§ Exercise brief: Can you extract all of the lines below word for word, leaving the picture out?

§ Data:
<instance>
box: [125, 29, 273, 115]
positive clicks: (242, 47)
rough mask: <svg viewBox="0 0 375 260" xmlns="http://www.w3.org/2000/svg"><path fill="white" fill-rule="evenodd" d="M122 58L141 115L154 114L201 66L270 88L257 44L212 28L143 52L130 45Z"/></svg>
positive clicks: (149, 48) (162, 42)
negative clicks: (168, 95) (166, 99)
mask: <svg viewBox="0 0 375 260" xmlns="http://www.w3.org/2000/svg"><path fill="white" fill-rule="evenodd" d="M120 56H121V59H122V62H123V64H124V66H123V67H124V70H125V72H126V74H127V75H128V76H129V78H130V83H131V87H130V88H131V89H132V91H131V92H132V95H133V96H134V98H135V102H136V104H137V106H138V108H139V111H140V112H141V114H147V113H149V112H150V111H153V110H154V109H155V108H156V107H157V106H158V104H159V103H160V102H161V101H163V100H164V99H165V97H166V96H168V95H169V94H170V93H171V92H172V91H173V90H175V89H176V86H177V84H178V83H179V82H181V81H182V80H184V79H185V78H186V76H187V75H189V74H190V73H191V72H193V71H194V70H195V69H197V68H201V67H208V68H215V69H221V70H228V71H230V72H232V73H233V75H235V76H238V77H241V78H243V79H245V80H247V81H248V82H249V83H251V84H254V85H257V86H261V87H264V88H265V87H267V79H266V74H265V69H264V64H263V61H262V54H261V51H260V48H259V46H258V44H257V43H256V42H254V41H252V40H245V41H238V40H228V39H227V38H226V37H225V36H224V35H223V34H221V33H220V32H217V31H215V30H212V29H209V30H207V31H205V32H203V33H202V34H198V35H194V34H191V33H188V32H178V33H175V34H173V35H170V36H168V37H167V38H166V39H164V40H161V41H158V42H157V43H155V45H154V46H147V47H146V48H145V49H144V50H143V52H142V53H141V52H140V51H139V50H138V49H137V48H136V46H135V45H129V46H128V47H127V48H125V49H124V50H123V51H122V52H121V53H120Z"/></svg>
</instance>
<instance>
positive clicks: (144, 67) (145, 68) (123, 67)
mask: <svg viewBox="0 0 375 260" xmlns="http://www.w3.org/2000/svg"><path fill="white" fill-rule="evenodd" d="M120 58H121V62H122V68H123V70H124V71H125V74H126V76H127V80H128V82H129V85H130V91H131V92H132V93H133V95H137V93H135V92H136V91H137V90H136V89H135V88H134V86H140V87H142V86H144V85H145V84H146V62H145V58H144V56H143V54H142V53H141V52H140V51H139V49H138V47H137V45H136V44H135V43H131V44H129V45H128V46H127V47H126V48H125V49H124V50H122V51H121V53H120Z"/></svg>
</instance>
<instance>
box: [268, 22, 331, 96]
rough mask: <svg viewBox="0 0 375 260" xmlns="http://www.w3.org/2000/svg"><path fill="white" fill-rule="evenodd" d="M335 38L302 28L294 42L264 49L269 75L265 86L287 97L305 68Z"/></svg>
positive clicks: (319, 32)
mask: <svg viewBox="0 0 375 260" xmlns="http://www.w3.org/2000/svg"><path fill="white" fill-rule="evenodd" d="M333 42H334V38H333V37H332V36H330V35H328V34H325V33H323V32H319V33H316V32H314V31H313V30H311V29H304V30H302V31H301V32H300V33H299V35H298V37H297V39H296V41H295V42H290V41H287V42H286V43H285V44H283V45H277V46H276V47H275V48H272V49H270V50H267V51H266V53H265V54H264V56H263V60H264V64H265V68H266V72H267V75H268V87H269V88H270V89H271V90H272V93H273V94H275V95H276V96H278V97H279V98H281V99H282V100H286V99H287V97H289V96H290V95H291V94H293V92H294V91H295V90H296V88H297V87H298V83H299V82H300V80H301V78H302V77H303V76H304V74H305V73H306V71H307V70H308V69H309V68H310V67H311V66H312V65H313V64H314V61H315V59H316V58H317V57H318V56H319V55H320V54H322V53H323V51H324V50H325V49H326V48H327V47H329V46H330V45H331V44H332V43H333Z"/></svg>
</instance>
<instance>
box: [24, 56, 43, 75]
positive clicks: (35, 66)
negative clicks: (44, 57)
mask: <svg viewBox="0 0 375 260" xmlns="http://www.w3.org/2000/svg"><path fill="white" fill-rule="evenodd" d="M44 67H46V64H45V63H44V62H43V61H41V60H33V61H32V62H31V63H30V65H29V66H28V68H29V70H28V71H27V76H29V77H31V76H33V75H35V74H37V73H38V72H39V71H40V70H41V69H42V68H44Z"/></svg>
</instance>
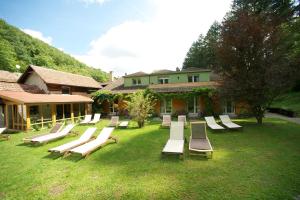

§ Answer space:
<instance>
box: [125, 29, 273, 115]
positive clicks: (242, 47)
rough mask: <svg viewBox="0 0 375 260" xmlns="http://www.w3.org/2000/svg"><path fill="white" fill-rule="evenodd" d="M122 58L141 115L154 114L201 66L270 88L257 44L212 28L143 52L130 45Z"/></svg>
positive clicks: (149, 48) (162, 42)
negative clicks: (168, 95) (166, 99)
mask: <svg viewBox="0 0 375 260" xmlns="http://www.w3.org/2000/svg"><path fill="white" fill-rule="evenodd" d="M120 56H121V59H122V62H123V64H124V66H123V67H124V70H125V72H126V74H127V75H128V76H129V78H130V83H131V87H130V88H131V89H132V91H131V92H132V95H133V96H134V98H135V102H136V104H137V106H138V108H139V111H140V112H141V114H147V113H149V112H150V111H153V110H154V109H155V108H156V107H157V106H158V104H159V103H160V102H161V101H163V100H164V99H165V97H166V96H168V95H169V94H170V93H171V92H172V91H173V90H175V89H176V86H177V84H178V83H179V82H181V81H182V80H184V79H185V78H186V76H187V75H189V74H190V73H191V72H193V71H194V70H195V69H197V68H201V67H208V68H215V69H221V70H228V71H230V72H232V73H233V75H235V76H238V77H241V78H243V79H245V80H247V81H248V82H249V83H251V84H254V85H257V86H261V87H264V88H265V87H267V79H266V74H265V69H264V64H263V61H262V54H261V51H260V48H259V46H258V44H257V43H256V42H254V41H252V40H245V41H238V40H228V39H227V38H226V37H225V36H224V35H223V34H221V33H220V32H217V31H215V30H212V29H209V30H207V31H205V32H203V33H202V34H198V35H194V34H191V33H188V32H178V33H175V34H173V35H170V36H168V37H167V38H166V39H164V40H161V41H158V42H157V43H155V45H154V46H147V47H146V48H145V49H144V50H143V52H142V53H141V52H140V51H139V50H138V49H137V48H136V46H135V45H129V46H128V47H127V48H125V49H124V50H123V51H122V52H121V53H120Z"/></svg>
</instance>
<instance>
positive clicks: (144, 67) (145, 68) (123, 67)
mask: <svg viewBox="0 0 375 260" xmlns="http://www.w3.org/2000/svg"><path fill="white" fill-rule="evenodd" d="M120 58H121V62H122V68H123V70H124V71H125V74H126V76H127V80H128V82H129V85H130V91H131V92H132V93H133V95H137V93H135V92H136V91H137V90H136V89H135V88H134V86H140V87H142V86H144V85H145V84H146V62H145V58H144V56H143V54H142V53H141V52H140V51H139V49H138V47H137V45H136V44H135V43H131V44H129V45H128V46H127V47H126V48H125V49H124V50H122V51H121V53H120Z"/></svg>
</instance>
<instance>
box: [268, 22, 331, 96]
rough mask: <svg viewBox="0 0 375 260" xmlns="http://www.w3.org/2000/svg"><path fill="white" fill-rule="evenodd" d="M335 38L302 28L294 42L264 49L269 75L265 86L287 97L305 68Z"/></svg>
positive clicks: (319, 32)
mask: <svg viewBox="0 0 375 260" xmlns="http://www.w3.org/2000/svg"><path fill="white" fill-rule="evenodd" d="M333 42H334V38H333V37H332V36H330V35H328V34H325V33H323V32H319V33H316V32H314V31H313V30H311V29H304V30H302V31H301V32H300V33H299V35H298V37H297V39H296V41H295V42H290V41H287V42H286V43H285V44H283V45H277V46H276V47H275V48H272V49H270V50H267V51H266V53H265V54H264V56H263V60H264V64H265V68H266V72H267V75H268V87H269V88H270V89H271V90H272V93H273V94H275V95H276V96H278V97H279V98H281V99H282V100H286V99H287V97H289V96H290V95H291V94H293V92H294V91H295V90H296V88H297V87H298V83H299V82H300V80H301V78H302V77H303V76H304V74H305V73H306V71H307V70H308V69H309V68H310V67H311V66H312V65H313V64H314V61H315V59H316V58H317V57H318V56H319V55H320V54H322V53H323V51H324V50H325V49H326V48H327V47H329V46H330V45H331V44H332V43H333Z"/></svg>
</instance>
<instance>
box: [24, 56, 43, 75]
positive clicks: (35, 66)
negative clicks: (44, 57)
mask: <svg viewBox="0 0 375 260" xmlns="http://www.w3.org/2000/svg"><path fill="white" fill-rule="evenodd" d="M44 67H46V64H45V63H44V62H43V61H41V60H33V61H32V62H31V63H30V65H29V66H28V68H29V70H28V71H27V76H29V77H31V76H33V75H35V74H37V73H38V72H39V71H40V70H41V69H42V68H44Z"/></svg>
</instance>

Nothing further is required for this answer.